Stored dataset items
......

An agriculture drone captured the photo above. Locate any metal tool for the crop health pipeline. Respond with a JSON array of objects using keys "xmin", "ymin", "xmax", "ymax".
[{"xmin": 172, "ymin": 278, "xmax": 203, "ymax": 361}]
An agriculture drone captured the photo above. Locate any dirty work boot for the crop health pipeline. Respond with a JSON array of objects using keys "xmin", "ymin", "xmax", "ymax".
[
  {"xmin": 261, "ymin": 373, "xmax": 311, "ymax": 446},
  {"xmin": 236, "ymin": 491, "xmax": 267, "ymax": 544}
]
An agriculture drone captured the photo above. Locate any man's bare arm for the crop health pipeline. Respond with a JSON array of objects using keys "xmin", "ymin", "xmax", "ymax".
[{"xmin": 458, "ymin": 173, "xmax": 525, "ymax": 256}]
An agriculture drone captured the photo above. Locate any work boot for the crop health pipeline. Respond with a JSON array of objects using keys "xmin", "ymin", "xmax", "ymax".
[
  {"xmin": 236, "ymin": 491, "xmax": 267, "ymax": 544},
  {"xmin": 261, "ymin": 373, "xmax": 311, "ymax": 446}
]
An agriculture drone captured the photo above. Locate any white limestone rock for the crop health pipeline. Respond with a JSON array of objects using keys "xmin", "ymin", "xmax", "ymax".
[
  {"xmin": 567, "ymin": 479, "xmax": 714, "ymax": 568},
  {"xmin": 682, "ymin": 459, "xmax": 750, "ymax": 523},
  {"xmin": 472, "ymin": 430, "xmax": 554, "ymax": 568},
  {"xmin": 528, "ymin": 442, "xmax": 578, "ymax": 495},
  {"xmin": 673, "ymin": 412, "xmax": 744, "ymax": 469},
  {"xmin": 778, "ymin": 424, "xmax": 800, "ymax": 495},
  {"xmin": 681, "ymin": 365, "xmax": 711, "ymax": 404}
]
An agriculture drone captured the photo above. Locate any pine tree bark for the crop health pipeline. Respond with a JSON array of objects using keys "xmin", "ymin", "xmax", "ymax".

......

** Description of the task **
Give the number of lines in the items above that contain the string "boot", treating uppercase and lowercase as distinct. Reply with the number alone.

** Result of the task **
2